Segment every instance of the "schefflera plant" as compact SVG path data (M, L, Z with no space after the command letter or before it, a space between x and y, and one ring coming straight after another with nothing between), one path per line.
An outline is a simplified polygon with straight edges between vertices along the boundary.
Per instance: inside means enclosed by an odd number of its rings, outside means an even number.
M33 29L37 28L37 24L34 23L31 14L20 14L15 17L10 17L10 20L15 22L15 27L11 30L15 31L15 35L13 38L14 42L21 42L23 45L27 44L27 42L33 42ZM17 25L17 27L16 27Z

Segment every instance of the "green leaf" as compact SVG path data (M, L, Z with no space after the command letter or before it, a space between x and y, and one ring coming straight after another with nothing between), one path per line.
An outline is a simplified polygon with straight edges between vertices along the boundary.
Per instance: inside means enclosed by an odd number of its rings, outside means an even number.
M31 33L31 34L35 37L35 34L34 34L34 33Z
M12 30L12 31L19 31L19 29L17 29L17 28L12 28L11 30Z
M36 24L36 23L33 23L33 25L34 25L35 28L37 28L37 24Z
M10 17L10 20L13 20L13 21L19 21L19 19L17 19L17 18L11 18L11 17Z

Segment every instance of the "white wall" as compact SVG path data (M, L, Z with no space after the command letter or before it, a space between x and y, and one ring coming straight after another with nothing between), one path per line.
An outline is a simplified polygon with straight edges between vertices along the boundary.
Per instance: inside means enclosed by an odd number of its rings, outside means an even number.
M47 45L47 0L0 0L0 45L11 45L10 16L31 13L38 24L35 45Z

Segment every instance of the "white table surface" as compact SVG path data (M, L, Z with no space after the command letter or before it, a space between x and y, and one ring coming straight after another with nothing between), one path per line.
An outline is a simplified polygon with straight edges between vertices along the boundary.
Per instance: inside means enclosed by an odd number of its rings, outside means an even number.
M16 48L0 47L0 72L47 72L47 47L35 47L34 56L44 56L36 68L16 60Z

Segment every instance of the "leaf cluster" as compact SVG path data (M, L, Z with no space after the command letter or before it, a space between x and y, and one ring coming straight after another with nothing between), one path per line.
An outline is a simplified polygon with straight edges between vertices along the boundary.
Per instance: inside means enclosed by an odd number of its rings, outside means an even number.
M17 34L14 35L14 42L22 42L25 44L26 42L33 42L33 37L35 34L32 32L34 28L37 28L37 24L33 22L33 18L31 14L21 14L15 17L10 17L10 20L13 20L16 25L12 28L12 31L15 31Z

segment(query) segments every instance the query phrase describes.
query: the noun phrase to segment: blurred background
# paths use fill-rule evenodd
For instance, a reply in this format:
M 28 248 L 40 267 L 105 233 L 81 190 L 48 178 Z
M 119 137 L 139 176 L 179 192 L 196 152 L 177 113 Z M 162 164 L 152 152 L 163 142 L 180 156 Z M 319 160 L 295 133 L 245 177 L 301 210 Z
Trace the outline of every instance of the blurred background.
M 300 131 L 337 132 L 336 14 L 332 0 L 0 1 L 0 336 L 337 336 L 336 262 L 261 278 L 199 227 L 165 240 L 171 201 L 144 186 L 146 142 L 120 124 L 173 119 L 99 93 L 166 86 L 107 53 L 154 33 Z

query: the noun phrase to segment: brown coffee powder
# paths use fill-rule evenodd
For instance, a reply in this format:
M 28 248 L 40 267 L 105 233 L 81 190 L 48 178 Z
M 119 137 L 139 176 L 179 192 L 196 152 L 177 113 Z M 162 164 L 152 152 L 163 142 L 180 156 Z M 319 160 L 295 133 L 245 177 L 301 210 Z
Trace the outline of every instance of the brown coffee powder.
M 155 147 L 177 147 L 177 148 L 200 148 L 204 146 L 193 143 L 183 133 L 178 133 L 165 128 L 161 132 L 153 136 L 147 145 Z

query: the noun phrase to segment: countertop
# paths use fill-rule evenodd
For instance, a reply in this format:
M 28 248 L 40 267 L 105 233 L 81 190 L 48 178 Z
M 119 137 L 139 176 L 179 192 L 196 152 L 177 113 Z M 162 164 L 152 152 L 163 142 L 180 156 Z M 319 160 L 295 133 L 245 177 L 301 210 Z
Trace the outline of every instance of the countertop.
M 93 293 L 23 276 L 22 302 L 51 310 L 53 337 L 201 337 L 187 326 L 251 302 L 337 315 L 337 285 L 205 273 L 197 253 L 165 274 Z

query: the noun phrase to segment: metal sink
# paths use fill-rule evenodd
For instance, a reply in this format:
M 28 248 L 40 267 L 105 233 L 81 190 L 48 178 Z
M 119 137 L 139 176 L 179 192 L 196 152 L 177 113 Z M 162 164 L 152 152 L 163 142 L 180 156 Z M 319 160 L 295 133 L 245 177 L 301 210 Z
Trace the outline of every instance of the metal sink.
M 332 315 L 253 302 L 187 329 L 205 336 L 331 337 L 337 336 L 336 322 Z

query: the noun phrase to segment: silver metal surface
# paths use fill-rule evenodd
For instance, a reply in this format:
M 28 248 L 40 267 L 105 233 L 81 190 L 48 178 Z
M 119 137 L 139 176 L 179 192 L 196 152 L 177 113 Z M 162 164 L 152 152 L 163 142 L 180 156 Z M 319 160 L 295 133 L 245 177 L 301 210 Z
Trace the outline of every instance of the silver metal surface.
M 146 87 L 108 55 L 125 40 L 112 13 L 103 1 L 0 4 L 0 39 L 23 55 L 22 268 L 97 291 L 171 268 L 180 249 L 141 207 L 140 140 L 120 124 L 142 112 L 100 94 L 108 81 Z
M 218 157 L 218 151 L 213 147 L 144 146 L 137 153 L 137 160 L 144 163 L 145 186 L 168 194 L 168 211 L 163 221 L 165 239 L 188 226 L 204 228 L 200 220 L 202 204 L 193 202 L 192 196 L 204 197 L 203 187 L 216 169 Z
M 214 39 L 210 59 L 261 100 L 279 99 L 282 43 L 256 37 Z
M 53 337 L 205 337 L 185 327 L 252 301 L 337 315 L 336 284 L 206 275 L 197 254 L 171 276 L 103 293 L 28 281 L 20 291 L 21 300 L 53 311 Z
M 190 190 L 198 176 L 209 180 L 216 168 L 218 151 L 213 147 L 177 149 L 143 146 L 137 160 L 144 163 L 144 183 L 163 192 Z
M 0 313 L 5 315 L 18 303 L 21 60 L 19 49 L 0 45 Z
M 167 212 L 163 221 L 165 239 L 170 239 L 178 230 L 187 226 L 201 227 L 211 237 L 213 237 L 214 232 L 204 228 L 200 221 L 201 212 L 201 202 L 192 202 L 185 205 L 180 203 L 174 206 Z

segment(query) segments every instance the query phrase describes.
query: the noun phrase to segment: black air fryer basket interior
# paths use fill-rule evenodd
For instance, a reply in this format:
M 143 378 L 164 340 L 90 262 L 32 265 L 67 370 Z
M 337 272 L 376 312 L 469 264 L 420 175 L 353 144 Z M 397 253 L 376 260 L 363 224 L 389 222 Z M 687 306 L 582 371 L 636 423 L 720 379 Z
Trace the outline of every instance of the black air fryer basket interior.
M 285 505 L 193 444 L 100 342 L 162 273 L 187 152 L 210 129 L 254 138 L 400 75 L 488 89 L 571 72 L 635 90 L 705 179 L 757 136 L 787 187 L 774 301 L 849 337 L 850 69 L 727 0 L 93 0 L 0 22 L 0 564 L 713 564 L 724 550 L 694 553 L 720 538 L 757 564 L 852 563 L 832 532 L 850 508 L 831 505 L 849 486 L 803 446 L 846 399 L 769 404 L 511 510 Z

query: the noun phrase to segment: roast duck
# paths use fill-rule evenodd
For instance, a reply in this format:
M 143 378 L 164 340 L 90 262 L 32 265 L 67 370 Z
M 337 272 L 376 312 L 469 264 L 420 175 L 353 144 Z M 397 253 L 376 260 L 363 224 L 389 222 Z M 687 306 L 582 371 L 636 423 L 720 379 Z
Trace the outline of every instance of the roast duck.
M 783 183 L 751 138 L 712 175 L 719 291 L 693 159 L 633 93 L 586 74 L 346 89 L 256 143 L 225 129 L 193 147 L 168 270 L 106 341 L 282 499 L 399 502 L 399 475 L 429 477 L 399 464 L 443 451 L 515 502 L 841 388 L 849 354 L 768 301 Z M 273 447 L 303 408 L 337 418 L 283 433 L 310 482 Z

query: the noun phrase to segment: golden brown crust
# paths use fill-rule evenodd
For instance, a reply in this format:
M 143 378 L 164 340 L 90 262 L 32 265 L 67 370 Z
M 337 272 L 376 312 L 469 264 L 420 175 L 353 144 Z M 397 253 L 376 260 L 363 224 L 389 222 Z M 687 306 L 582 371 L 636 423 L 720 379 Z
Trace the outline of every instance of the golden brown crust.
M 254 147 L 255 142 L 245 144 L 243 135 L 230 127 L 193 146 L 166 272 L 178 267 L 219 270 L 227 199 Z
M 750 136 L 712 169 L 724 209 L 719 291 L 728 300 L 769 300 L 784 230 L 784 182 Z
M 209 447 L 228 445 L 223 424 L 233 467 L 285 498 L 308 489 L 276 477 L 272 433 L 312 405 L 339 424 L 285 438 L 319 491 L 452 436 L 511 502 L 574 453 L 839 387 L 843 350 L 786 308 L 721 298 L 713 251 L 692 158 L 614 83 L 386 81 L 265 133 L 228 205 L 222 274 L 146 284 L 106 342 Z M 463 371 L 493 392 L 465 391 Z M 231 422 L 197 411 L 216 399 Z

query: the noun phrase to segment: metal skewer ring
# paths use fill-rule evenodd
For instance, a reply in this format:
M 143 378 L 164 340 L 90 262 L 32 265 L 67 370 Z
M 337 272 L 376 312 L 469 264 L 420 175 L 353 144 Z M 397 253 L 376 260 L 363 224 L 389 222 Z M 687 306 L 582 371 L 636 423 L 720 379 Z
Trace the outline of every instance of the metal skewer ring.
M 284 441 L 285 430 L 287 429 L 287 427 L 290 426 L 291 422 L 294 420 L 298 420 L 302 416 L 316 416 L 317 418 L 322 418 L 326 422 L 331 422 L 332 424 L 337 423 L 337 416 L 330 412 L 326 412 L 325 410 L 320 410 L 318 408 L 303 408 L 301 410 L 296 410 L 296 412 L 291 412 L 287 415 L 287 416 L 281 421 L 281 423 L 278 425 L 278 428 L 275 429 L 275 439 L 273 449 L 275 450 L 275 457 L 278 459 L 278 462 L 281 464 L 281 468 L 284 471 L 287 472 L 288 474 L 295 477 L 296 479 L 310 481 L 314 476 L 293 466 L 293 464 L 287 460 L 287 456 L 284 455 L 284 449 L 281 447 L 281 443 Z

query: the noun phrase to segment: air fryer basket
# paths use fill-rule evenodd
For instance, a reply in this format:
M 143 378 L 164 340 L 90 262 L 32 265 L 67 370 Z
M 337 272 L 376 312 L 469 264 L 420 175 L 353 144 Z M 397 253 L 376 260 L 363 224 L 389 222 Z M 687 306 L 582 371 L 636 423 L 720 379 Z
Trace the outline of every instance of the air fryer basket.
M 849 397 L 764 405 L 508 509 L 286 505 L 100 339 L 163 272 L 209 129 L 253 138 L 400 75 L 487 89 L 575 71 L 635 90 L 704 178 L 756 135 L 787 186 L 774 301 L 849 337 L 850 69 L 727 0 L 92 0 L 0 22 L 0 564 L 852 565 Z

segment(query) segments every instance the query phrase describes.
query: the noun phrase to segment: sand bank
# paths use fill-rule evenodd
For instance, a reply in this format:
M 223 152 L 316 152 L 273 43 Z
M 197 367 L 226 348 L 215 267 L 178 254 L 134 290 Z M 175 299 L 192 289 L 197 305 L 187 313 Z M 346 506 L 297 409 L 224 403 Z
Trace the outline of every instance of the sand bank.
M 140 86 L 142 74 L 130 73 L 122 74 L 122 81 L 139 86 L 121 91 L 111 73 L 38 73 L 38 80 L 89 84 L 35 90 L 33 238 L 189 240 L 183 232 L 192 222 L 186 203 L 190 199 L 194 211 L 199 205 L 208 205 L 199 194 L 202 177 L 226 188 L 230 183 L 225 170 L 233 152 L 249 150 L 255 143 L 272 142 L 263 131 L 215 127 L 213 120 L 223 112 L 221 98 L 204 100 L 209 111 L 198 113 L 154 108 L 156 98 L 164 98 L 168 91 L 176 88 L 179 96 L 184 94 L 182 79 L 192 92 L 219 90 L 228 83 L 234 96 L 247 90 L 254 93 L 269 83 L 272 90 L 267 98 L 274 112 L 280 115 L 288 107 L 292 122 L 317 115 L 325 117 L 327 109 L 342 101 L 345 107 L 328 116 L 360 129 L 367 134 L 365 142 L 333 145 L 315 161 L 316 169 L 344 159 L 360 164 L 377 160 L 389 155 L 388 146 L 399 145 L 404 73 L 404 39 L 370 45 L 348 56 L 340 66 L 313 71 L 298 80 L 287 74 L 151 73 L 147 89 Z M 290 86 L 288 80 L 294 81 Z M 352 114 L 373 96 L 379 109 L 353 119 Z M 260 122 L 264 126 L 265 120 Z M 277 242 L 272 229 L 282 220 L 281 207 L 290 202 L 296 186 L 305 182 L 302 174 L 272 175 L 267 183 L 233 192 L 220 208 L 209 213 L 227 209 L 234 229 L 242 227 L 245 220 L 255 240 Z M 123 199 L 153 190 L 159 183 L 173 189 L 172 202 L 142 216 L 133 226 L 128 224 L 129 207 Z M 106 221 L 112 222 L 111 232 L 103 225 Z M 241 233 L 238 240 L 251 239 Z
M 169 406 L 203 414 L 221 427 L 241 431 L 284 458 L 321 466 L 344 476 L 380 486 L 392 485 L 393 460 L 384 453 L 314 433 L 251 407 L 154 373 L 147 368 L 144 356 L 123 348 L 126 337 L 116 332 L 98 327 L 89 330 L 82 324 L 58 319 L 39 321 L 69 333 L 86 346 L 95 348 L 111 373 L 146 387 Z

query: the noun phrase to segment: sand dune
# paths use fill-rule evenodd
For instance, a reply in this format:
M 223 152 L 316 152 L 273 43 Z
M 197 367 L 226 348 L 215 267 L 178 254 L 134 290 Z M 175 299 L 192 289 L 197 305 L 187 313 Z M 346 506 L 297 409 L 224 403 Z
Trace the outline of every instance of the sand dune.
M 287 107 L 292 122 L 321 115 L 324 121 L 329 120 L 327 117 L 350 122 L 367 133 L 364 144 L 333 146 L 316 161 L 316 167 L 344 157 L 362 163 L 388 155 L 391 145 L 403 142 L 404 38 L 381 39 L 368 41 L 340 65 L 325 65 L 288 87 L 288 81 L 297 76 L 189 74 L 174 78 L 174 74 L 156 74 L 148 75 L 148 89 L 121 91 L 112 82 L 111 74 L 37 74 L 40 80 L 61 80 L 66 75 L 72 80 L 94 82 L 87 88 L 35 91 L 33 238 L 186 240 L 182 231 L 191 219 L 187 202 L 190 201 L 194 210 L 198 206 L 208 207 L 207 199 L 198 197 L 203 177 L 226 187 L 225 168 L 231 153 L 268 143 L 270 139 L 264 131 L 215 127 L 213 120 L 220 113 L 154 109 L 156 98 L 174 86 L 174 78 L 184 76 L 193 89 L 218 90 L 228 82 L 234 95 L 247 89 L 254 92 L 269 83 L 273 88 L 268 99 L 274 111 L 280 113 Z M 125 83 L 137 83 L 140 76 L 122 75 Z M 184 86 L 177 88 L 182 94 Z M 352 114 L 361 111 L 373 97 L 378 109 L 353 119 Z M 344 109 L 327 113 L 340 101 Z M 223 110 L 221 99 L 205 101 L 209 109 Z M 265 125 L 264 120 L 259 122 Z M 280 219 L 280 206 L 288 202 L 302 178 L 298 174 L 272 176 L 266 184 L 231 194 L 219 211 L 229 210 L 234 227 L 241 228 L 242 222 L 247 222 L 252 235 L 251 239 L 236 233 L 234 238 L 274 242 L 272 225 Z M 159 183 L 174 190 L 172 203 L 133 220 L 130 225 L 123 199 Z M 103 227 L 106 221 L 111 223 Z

_ _ _ _ _ _ _

● **Task requirements**
Reproduce the material word for word, starting at the line that contains "query: the noun phrase to segment: metal skewer" and ending at the line that contains "Trace the outline of every instance of the metal skewer", with both of those lines included.

● **The reply**
query: the noun phrase to segment: metal skewer ring
# paths use fill-rule evenodd
For instance, a reply in this format:
M 143 378 L 164 340 L 90 262 L 32 265 L 67 370 Z
M 337 272 L 376 312 L 469 264 L 420 175 L 353 144 Z M 397 253 L 376 260 L 363 224 L 389 222 Z M 687 306 L 582 371 L 636 423 L 720 379 Z
Trace the outline of every instance of the metal skewer ring.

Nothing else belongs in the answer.